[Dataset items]
+-------+

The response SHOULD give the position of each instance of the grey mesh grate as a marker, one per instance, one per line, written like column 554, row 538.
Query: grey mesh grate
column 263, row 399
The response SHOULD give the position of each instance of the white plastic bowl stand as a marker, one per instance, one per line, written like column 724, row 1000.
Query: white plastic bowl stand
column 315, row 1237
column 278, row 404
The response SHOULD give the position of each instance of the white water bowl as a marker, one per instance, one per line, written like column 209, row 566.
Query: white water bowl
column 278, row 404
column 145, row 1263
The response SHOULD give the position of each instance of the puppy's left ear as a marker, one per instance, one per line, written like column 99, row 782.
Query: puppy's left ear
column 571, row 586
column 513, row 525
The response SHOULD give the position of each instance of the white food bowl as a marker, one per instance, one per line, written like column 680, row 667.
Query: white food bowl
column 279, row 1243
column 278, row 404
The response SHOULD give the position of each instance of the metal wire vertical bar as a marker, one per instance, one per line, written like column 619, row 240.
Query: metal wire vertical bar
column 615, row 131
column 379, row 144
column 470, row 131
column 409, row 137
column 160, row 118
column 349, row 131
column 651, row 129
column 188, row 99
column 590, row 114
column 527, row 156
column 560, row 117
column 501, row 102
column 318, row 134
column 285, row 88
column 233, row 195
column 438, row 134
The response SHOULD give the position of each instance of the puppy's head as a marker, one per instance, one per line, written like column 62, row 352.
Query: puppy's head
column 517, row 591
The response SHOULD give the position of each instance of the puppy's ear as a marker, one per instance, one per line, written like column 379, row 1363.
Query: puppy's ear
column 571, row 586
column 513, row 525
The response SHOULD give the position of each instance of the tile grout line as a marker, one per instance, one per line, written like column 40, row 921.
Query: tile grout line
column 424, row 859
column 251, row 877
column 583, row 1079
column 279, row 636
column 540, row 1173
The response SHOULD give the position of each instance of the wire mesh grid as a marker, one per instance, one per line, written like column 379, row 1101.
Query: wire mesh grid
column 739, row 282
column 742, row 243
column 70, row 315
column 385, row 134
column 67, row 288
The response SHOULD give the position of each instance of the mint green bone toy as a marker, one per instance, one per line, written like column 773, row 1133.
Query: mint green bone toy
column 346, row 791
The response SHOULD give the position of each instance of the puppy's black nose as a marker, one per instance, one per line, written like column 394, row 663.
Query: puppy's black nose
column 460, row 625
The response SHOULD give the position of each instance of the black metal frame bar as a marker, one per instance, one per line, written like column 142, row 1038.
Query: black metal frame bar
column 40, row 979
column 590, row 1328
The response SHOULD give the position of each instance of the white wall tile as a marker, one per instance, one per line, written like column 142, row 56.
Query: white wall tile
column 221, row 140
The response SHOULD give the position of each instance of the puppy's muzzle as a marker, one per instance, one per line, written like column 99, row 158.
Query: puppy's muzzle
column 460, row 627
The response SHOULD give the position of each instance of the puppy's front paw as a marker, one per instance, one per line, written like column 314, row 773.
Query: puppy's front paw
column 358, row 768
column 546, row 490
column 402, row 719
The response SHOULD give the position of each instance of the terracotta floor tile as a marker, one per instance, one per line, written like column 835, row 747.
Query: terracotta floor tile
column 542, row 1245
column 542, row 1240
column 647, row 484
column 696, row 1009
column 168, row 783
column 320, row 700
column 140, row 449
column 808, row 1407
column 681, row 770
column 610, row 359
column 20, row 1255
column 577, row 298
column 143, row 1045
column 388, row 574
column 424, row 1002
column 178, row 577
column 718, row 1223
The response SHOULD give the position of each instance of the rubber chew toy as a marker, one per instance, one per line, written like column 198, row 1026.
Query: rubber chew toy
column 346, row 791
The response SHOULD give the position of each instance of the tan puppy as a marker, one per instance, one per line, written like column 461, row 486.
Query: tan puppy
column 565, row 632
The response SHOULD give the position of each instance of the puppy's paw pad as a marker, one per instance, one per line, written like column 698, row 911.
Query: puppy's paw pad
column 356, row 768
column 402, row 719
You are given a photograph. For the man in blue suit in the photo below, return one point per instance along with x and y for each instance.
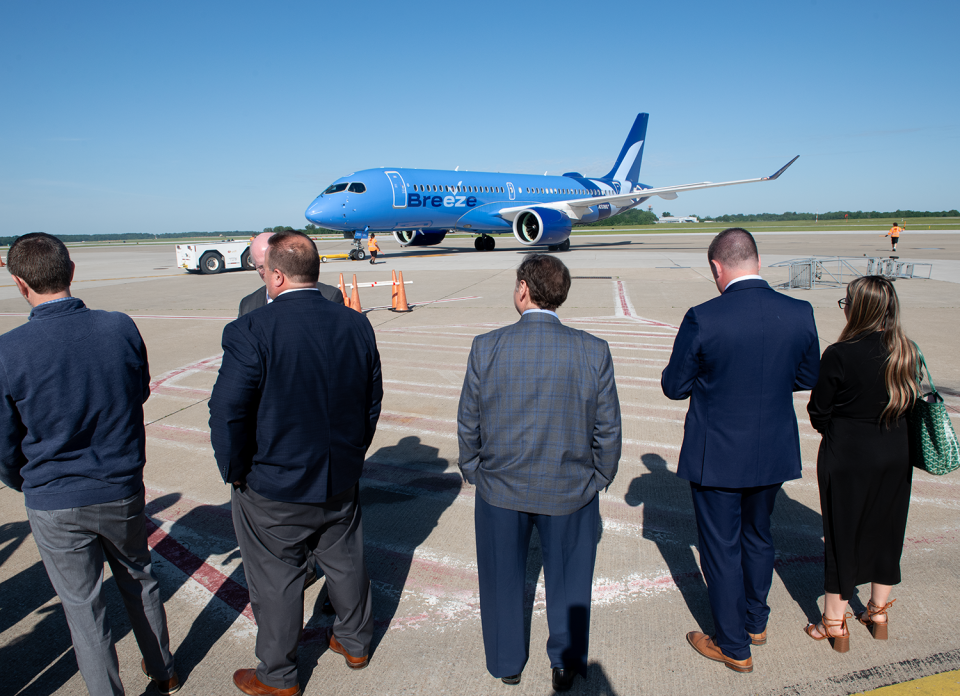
(539, 432)
(739, 358)
(292, 414)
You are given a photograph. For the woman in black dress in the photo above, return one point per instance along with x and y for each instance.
(868, 381)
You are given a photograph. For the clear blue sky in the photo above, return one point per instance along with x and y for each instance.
(181, 116)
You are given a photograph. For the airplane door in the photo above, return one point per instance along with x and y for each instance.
(399, 189)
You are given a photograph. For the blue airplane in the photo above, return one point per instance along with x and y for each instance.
(419, 206)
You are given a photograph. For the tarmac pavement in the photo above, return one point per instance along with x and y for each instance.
(631, 290)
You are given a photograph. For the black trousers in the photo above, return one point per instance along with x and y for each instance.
(278, 542)
(569, 546)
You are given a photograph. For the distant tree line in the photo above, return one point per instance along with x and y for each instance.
(837, 215)
(631, 217)
(135, 236)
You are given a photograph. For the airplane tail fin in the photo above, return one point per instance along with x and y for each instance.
(627, 167)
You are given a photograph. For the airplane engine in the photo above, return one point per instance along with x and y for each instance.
(419, 237)
(542, 226)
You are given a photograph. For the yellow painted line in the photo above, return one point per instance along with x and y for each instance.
(945, 684)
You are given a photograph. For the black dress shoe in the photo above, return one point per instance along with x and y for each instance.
(563, 678)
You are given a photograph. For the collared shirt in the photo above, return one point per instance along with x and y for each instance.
(296, 290)
(49, 302)
(544, 311)
(737, 280)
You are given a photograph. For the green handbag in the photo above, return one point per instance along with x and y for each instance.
(933, 441)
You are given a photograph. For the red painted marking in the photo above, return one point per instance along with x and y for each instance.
(622, 294)
(205, 364)
(228, 590)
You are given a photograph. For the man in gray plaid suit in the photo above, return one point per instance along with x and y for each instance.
(539, 432)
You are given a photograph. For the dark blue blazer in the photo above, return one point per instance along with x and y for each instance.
(297, 399)
(539, 418)
(739, 358)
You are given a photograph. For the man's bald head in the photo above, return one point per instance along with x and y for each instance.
(258, 251)
(734, 248)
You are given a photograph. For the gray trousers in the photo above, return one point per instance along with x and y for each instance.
(278, 542)
(73, 544)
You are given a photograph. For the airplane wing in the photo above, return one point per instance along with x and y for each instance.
(575, 208)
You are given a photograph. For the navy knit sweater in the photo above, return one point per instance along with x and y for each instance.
(72, 386)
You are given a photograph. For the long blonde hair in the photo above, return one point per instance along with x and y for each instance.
(873, 306)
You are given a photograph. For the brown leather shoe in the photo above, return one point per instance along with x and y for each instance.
(246, 680)
(352, 662)
(704, 645)
(164, 686)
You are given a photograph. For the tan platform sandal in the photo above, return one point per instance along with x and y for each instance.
(841, 643)
(877, 630)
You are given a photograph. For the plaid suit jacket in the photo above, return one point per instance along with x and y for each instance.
(539, 417)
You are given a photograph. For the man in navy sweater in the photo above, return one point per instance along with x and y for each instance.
(72, 386)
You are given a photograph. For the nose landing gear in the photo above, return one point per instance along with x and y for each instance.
(484, 243)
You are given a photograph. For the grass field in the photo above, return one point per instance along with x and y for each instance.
(881, 224)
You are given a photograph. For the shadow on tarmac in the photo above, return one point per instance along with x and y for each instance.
(404, 491)
(46, 650)
(797, 536)
(214, 524)
(674, 532)
(45, 656)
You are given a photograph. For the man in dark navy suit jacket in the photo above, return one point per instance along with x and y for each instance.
(292, 414)
(739, 358)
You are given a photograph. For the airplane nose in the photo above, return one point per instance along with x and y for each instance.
(315, 212)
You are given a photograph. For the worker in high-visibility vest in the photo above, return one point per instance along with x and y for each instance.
(894, 235)
(372, 247)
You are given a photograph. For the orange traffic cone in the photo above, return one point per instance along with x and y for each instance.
(343, 291)
(355, 296)
(401, 297)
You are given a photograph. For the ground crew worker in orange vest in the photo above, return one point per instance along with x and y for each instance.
(894, 235)
(372, 248)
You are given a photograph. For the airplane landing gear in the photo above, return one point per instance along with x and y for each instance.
(357, 253)
(484, 243)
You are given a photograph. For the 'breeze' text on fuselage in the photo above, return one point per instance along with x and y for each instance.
(419, 206)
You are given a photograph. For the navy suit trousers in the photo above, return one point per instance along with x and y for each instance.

+-------+

Task brief ->
Only the lines above from the one with "Query: white plastic bowl stand" through the one with "209, row 566." should be duplicated, character for character.

Answer box ->
Query: white plastic bowl stand
column 315, row 1237
column 278, row 404
The response SHOULD give the position of each instance of the white water bowl as a marker, one per instance, one per line, written like column 209, row 566.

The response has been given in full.